◆ **EXERCISE**: Copy out the part of the records that opens with the line containing "Could you point to the wooden" and continues through the end of the records, keeping every line. Shift each number in the coordinate pairs that follow a "Target:" line by -57.

(Named object pointing records)
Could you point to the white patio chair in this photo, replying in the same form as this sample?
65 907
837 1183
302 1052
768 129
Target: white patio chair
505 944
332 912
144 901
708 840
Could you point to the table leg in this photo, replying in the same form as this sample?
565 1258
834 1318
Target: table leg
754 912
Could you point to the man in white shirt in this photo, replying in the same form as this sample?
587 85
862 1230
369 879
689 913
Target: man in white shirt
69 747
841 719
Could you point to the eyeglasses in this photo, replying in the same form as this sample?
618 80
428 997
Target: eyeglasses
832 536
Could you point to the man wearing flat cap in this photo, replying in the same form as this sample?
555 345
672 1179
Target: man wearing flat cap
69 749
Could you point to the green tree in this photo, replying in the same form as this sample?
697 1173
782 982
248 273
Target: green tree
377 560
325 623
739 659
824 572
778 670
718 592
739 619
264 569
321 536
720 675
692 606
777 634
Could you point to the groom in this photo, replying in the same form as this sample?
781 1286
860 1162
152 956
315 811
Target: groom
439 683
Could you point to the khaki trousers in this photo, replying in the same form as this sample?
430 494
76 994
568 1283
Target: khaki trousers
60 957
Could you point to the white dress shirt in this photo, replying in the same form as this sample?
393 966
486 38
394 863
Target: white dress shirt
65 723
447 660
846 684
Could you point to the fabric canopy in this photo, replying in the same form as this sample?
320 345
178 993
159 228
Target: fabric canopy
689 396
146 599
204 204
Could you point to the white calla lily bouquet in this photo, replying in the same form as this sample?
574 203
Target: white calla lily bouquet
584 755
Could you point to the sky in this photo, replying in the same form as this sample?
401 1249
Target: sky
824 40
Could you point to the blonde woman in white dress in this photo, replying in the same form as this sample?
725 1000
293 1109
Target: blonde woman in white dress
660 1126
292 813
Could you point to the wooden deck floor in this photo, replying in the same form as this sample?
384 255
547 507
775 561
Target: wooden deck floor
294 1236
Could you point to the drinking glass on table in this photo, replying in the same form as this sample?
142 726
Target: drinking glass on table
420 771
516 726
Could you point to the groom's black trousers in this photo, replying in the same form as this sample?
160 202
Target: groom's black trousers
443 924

◆ **FINAL RESULT**:
Could you point to the wooden deck floor in this photo, replying in the same form as this sample?
384 255
547 507
775 561
Target: wooden deck floor
237 1179
Could you point to the drinking glass on table in this photo, replying in the same form as this sample?
142 726
Target: drinking glass on table
363 714
459 669
Could you point to the groom's black trousers in this photo, replying in the same form as this sample?
160 202
Target: groom's black trousers
386 867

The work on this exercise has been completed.